# Document excerpt

Interpreting & Filtering Results¶

site_results.tsv gives you several statistics per position. Choosing how to filter them is the difference between a clean shortlist and a flood of borderline calls. This page explains what each column means for filtering and why p-value alone is not enough at high coverage.

Why p-value alone fails at high coverage¶

The site pvalue is a one-sided Fisher's exact test asking “is the modified fraction higher in native than in IVT?”. Like any frequentist test, its power grows with sample size. At deep coverage even a biologically trivial difference — say 2% vs 1% modified reads — becomes "significant".

So padj < 0.05 answers whether native differs from IVT, but says nothing about how much. Pair it with an effect-size or stoichiometry threshold.

The columns that matter for filtering¶

Column	Use as a filter to…
`padj`	Control the false-discovery rate across all tested sites (BH-corrected).
`effect_size`	Require a minimum native−IVT separation: `median(native p_mod_hmm) − median(IVT p_mod_hmm)`. Drops "significant but tiny" sites.

(Dataset entries)
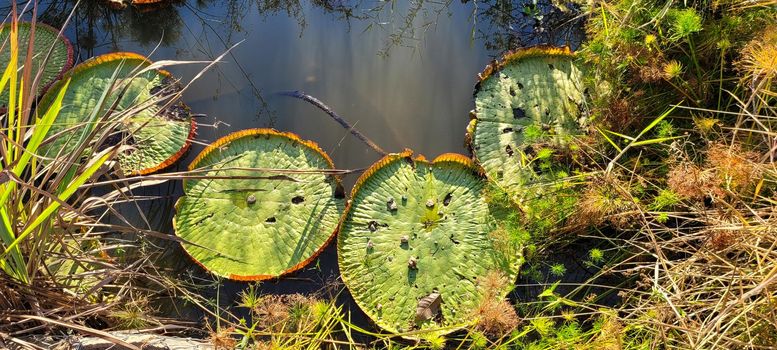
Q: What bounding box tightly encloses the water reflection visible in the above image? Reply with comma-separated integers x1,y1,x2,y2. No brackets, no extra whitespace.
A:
6,0,582,328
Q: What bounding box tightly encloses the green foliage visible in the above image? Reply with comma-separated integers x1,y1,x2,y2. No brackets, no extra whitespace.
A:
668,8,702,41
550,263,567,277
588,248,604,264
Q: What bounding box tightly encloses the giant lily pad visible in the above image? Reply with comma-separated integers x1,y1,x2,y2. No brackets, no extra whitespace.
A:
468,48,586,199
337,151,522,333
0,22,73,105
38,53,196,174
173,129,345,280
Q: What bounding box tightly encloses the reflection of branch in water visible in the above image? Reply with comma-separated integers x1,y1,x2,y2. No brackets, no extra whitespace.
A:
476,0,583,52
363,0,452,56
278,91,387,156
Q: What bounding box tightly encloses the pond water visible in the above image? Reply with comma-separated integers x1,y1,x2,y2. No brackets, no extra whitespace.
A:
4,0,582,336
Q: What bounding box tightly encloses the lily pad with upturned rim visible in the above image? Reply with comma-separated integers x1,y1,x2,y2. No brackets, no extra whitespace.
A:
38,52,196,174
173,129,345,280
467,47,586,199
337,150,523,333
0,22,73,106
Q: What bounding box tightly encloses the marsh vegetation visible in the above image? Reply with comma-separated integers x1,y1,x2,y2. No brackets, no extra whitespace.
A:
0,0,777,349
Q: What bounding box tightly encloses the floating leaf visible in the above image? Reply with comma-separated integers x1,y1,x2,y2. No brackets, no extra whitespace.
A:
415,292,442,323
338,151,522,333
0,22,73,106
173,129,345,280
38,52,196,174
467,47,586,198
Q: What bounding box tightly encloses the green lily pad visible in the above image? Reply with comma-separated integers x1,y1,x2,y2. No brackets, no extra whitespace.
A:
173,129,345,280
467,48,586,199
38,52,196,174
337,151,523,334
0,22,73,106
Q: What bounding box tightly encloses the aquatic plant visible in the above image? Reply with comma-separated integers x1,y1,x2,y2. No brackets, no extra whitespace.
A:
173,129,345,280
0,22,73,108
39,52,196,174
467,47,587,206
337,150,522,336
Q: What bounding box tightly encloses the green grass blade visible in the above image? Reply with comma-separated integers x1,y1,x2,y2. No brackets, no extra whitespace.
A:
0,152,113,259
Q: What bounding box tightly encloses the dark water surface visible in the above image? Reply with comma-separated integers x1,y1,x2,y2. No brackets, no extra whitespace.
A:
9,0,580,336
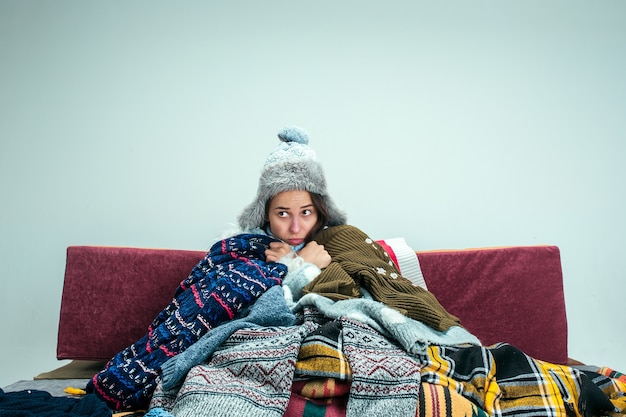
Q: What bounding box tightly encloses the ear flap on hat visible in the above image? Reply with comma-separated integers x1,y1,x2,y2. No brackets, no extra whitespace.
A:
238,127,347,230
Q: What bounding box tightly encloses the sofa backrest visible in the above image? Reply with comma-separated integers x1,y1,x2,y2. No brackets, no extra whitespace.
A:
57,246,567,363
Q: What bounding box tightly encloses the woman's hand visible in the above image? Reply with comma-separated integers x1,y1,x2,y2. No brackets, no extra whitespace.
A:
298,241,332,269
265,242,291,262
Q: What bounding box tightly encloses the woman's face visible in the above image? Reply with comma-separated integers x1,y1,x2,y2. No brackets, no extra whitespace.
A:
267,190,317,246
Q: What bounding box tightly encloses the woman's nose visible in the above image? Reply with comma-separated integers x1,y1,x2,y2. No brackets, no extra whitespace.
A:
289,217,300,233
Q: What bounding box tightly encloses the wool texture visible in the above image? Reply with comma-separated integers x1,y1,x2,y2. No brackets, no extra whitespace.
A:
157,325,311,417
292,291,481,358
302,225,460,331
238,126,346,231
341,318,421,417
87,234,287,410
161,285,296,390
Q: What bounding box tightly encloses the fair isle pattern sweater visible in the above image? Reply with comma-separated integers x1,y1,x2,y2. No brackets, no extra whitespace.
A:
87,234,287,410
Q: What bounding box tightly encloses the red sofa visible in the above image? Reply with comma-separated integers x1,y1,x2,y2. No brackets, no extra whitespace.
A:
57,242,568,364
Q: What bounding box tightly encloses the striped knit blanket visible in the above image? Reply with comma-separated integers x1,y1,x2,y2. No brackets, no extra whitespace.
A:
87,234,287,410
151,308,626,417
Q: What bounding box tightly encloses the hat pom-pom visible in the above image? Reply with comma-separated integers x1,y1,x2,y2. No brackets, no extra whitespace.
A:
278,126,309,145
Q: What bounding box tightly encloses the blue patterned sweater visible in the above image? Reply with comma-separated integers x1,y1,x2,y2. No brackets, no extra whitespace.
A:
87,233,287,410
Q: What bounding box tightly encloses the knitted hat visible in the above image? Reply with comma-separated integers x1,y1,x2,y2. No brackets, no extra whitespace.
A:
238,127,346,230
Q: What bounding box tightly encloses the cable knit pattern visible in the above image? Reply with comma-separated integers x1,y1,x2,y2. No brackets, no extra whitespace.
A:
87,234,287,410
303,225,460,331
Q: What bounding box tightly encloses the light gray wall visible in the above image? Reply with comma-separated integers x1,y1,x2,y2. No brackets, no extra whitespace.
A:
0,0,626,386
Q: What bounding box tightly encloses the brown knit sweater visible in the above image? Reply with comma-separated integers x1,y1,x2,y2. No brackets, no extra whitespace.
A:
303,225,460,331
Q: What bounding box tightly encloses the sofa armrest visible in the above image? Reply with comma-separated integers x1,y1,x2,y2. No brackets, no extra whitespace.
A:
57,246,206,361
418,246,568,364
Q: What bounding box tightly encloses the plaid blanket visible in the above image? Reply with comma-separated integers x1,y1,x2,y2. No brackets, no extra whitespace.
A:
422,343,626,417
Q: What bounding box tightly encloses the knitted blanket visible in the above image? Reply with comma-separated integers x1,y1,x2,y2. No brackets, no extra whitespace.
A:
150,308,420,417
302,225,460,331
151,307,626,417
87,234,287,410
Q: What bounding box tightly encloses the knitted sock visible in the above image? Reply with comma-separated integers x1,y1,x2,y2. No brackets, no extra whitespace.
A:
342,318,421,417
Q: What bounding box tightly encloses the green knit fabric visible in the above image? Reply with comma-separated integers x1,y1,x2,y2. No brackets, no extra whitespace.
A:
303,225,460,331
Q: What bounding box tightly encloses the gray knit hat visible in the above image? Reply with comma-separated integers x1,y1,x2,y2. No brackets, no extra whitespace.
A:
238,126,346,230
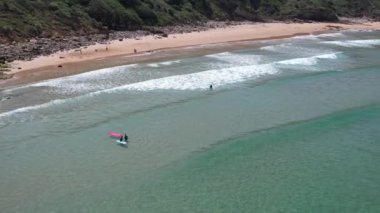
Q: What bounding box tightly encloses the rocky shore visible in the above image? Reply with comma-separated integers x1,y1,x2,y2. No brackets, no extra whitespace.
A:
0,22,238,79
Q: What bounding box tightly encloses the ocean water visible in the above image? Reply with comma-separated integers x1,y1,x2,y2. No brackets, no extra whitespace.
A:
0,31,380,213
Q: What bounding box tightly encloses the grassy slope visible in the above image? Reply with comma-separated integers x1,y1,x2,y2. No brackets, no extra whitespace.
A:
0,0,380,41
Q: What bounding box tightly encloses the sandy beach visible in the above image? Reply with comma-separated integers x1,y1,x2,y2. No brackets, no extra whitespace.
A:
0,22,380,88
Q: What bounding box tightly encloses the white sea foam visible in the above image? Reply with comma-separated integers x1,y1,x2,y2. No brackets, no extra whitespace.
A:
321,39,380,48
317,32,346,38
147,60,181,67
94,64,278,94
0,53,340,119
260,43,291,51
276,52,341,66
206,52,261,66
0,99,67,119
30,64,137,87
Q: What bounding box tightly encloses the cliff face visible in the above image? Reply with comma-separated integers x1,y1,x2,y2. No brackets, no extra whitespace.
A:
0,0,380,42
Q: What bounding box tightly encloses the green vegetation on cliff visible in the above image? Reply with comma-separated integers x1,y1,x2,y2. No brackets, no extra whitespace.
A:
0,0,380,41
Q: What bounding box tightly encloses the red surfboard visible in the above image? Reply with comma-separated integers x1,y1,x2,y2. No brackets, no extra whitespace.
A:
107,131,124,138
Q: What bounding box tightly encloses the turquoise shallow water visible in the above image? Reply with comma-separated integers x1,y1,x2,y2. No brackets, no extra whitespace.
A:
0,29,380,212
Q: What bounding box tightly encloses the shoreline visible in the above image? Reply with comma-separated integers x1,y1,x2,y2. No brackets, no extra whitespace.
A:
0,22,380,89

# Set of tasks
(A) List every section heading in the results-filtering page, in the order they appear.
(B) Answer these questions using the results-filtering page:
(i) What statistical test produces the site p-value?
(ii) What correction is applied to the values in the padj column?
(iii) What example does the page give of a biologically trivial difference that becomes significant at deep coverage?
(C) Continue the results-filtering page from its last line.

# Task-by-task results
(A)
Interpreting & Filtering Results
Why p-value alone fails at high coverage
The columns that matter for filtering

(B)
(i) A one-sided Fisher's exact test.
(ii) BH correction.
(iii) 2% vs 1% modified reads.

(C)
`mod_ratio` + `ci_low`/`ci_high`	Require a minimum stoichiometry with confidence: filter on `ci_low` to demand the lower bound clears a threshold.
`stoichiometry`	Fraction of native reads called modified (`p_mod_hmm > 0.5`); a coarse alternative to `mod_ratio`.
`n_native`, `n_ivt`	Drop low-coverage sites where any estimate is noisy.

Recommended filter¶

A robust shortlist combines significance and effect size and coverage:

awk -F'\t' '
  NR==1 || ($8 < 0.05 && $9 > 0.1 && $10 >= 30 && $11 >= 30)
' results/site_results.tsv > significant_sites.tsv
#            padj<0.05  effect>0.1  n_native>=30  n_ivt>=30

Column indices: $8 = padj, $9 = effect_size, $10 = n_native, $11 = n_ivt. See the full schema.

In pandas:

import pandas as pd
df = pd.read_csv("results/site_results.tsv", sep="\t")
hits = df[
    (df.padj < 0.05)
    & (df.effect_size > 0.1)
    & (df.ci_low > 0.1)        # lower CI bound of mod_ratio clears 10%
    & (df.n_native >= 30)
    & (df.n_ivt >= 30)
]

What you can and cannot filter post-hoc¶

Want to change	Possible on the existing TSV?
Stricter `padj`, `effect_size`, `mod_ratio`, `ci_low`, `stoichiometry`, coverage	Yes — pure row filtering, no re-run.
A different `--mod-threshold` (recounts modified reads → changes `mod_ratio`, `pvalue`, `stoichiometry`)	No — re-run `baleen aggregate` with the new threshold.
Different HMM parameters	No — re-run `baleen aggregate --hmm-params ...`.
Different DTW / subsampling / depth	No — full `baleen run`.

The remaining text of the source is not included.